===== DATA LISTING

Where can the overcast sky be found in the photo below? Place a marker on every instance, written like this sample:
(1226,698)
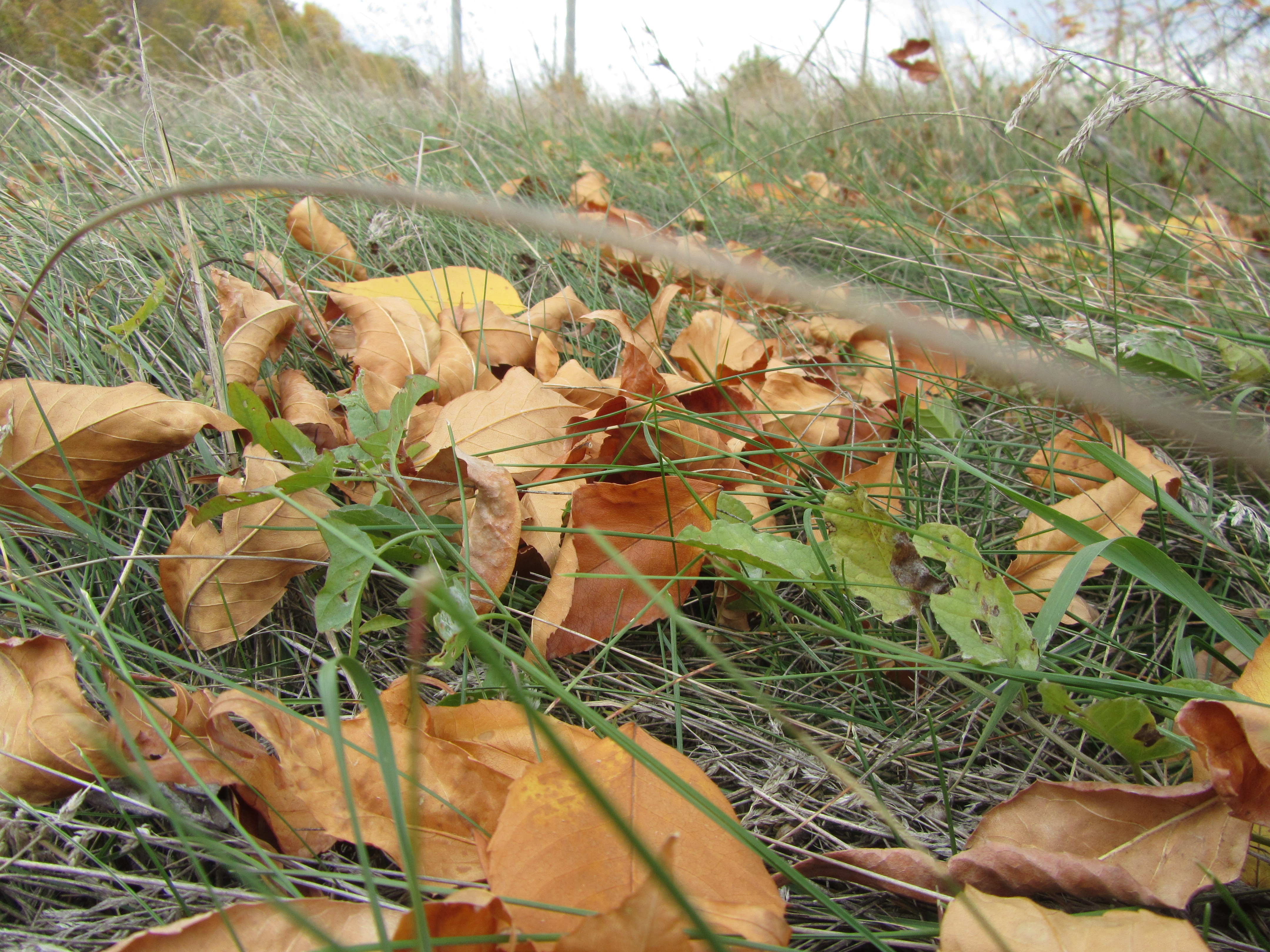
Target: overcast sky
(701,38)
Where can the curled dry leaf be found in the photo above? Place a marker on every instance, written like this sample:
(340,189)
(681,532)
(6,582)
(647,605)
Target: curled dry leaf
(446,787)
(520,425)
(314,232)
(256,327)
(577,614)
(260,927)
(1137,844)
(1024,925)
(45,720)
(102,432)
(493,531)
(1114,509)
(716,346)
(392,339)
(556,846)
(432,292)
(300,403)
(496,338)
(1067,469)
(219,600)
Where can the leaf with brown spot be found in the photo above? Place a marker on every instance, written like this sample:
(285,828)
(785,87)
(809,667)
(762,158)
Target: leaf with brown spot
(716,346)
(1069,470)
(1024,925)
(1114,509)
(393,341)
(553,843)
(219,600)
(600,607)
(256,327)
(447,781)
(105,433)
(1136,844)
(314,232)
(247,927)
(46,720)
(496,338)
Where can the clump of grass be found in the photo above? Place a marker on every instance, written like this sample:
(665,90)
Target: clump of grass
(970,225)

==========

#### YOUR TASK:
The data above must be written out again without alteration, and the pictures in them must be excluded.

#### FINISHED TASK:
Where can the overcast sky be found in the photo below? Place a marker on every instance, written like this sample:
(1226,698)
Target: overcast sky
(701,38)
Where can the curled dry leaf be found in the photo above? Place a marker on every instance, written like this sample:
(340,189)
(681,532)
(6,582)
(647,605)
Target: curled dry leaf
(446,787)
(520,425)
(314,232)
(256,327)
(577,614)
(260,927)
(1137,844)
(1024,925)
(45,720)
(102,432)
(493,531)
(1114,509)
(716,346)
(392,339)
(556,846)
(432,292)
(300,403)
(496,338)
(1067,469)
(219,600)
Where can the leaf with brown spot be found in the photo above? Place a marker on every instance, written like this sample:
(285,828)
(785,87)
(809,667)
(762,158)
Target: leaf with brown spot
(716,346)
(1069,470)
(1024,925)
(1114,509)
(393,341)
(553,843)
(219,600)
(600,607)
(256,327)
(447,781)
(105,433)
(1136,844)
(314,232)
(247,927)
(46,720)
(496,338)
Where can the clump of grass be found in the photo above? Place a marker on every instance, written like this sample:
(665,90)
Target: clump of grass
(970,225)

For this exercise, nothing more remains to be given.